[Bounding box annotation entries]
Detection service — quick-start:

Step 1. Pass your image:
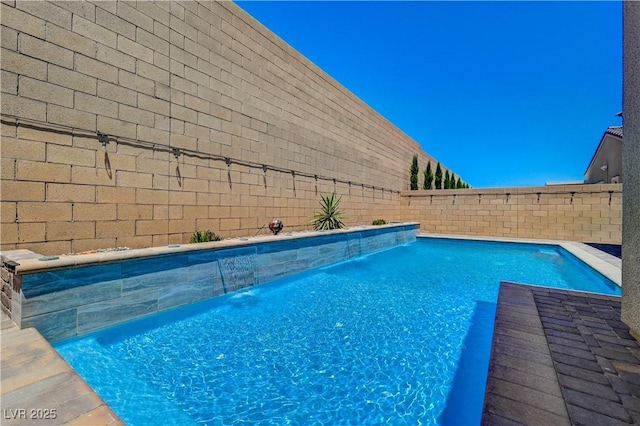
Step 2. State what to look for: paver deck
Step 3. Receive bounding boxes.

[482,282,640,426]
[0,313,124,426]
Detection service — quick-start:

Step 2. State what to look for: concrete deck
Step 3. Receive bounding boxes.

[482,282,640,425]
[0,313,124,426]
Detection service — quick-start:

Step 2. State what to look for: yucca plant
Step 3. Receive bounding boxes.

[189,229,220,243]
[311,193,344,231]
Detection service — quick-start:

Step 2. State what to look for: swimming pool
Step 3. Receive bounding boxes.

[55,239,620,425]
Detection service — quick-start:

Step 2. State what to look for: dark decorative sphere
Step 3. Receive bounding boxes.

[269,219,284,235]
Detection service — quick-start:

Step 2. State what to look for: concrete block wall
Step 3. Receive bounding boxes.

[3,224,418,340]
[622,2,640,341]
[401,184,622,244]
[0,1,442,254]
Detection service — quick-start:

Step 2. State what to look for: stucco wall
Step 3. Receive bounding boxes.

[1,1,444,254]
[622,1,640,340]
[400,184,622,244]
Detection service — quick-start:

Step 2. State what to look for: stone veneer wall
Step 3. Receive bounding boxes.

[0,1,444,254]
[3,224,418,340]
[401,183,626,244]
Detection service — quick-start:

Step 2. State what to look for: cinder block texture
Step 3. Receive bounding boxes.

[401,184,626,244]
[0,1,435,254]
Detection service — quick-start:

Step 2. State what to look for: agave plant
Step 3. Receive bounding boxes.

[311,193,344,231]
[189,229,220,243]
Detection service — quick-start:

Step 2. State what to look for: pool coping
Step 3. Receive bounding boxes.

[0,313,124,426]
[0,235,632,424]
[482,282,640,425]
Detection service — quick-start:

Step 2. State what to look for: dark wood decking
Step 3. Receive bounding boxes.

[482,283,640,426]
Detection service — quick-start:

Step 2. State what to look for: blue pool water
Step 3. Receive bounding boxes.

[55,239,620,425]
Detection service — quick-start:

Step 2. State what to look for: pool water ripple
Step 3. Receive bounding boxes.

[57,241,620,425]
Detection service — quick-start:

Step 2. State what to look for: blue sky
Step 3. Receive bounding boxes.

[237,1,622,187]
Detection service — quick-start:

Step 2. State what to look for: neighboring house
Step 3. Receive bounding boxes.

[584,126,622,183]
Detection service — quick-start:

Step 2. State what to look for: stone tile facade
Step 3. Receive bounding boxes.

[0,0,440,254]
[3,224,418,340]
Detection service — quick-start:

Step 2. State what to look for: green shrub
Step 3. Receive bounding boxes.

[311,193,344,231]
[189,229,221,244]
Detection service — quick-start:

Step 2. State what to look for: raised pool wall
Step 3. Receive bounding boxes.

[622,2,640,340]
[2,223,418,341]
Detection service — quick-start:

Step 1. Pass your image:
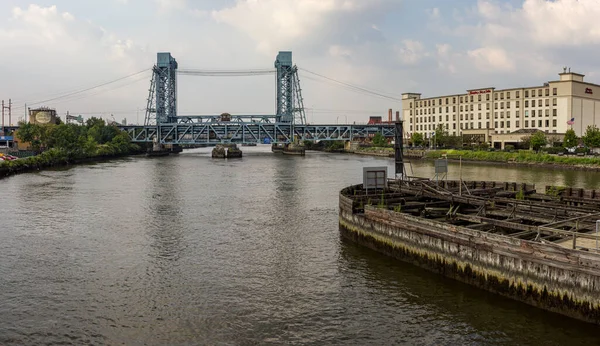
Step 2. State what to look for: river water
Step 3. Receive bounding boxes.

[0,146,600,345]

--

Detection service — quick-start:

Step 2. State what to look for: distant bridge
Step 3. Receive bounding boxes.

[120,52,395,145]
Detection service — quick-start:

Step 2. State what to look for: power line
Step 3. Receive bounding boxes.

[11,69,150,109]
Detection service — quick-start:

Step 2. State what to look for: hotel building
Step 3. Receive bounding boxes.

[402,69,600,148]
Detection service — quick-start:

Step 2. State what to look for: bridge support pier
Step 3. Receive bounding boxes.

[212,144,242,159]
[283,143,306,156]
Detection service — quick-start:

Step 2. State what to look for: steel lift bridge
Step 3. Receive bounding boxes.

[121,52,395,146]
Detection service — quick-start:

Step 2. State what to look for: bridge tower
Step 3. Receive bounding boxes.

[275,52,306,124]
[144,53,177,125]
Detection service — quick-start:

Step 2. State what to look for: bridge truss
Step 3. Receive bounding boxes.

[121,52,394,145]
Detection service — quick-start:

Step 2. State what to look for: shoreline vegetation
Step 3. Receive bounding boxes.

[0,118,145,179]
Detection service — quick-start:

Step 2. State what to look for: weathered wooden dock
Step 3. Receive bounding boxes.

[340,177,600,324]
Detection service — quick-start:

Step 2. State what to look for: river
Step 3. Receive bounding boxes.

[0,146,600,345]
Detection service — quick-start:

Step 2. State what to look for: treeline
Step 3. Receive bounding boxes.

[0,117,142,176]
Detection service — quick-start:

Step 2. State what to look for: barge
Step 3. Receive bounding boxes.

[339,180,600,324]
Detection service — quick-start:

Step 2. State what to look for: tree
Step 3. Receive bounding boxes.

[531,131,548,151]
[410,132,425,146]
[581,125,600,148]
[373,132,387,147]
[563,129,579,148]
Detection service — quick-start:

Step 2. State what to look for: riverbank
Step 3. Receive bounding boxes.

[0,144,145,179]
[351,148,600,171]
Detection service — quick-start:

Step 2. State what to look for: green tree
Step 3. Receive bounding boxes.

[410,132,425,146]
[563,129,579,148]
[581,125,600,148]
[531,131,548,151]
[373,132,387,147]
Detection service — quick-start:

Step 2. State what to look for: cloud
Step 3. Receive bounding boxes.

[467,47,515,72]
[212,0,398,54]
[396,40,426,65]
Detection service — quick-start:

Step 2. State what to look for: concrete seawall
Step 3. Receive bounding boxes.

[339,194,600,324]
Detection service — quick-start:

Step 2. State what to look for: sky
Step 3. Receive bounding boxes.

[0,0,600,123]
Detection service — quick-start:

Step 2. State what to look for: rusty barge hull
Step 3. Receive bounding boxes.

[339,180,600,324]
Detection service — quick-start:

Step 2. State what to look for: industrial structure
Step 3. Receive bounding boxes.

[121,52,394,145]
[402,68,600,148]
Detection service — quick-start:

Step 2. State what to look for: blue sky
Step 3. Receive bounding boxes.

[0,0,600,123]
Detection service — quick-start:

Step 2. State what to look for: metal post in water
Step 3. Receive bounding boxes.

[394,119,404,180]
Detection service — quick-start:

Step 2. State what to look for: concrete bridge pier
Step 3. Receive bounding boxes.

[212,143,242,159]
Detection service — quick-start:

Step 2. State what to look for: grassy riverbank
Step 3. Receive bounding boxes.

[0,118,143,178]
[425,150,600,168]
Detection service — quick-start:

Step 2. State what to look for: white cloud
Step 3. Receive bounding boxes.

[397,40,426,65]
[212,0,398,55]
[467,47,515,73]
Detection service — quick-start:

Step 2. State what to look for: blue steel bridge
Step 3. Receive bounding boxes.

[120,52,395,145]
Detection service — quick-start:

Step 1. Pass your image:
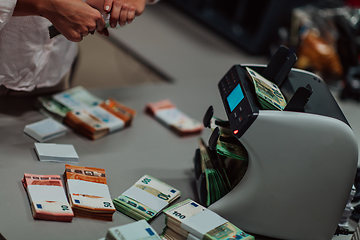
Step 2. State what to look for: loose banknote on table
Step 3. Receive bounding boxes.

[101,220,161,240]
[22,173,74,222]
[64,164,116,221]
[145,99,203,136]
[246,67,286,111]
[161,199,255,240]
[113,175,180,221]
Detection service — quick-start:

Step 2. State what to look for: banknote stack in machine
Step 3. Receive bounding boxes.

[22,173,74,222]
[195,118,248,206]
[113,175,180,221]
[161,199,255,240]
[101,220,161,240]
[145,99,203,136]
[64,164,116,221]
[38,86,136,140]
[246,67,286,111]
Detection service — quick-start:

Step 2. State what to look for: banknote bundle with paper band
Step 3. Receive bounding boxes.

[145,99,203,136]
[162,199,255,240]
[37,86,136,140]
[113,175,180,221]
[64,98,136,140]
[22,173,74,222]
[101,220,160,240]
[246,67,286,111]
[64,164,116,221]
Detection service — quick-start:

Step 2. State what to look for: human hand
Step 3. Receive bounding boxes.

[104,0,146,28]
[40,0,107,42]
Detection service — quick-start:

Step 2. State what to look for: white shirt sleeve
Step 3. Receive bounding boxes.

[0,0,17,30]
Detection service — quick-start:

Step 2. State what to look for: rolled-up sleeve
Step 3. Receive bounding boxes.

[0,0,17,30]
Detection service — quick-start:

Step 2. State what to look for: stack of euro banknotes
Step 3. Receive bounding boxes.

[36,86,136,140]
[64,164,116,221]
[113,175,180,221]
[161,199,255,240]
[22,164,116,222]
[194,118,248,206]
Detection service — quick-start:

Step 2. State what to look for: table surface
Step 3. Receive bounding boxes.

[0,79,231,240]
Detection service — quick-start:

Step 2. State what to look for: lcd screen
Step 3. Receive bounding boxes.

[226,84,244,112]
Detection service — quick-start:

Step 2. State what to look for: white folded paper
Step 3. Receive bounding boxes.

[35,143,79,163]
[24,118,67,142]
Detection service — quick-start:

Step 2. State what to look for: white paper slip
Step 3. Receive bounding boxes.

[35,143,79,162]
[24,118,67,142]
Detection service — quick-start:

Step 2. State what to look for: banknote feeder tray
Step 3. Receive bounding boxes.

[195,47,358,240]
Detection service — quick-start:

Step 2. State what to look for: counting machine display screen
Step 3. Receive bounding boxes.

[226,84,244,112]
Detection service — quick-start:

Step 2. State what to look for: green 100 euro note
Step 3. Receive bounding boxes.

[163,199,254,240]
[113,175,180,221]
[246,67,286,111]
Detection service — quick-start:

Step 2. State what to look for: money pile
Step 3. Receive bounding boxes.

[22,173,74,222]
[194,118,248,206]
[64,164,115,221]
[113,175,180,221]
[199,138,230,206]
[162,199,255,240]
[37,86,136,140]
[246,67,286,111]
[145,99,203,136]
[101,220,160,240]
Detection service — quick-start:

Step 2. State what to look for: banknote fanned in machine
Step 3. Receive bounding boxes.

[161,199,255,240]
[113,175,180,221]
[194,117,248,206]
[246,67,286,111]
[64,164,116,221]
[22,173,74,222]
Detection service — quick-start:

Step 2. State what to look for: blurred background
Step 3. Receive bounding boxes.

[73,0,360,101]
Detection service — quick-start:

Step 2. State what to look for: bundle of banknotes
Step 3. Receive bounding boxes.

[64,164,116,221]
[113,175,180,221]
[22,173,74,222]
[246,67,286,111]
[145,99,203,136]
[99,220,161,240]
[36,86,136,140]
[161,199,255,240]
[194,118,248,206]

*Task objective*:
Return every line of the records above that contains the word "machine", treating uppercase and lowercase letters as distinct.

*Response to the task*:
Step 2. State what to look for: banknote stack in machine
Step 2. State what to look for: counting machine display screen
Step 2. State what to look for: banknote fanned in machine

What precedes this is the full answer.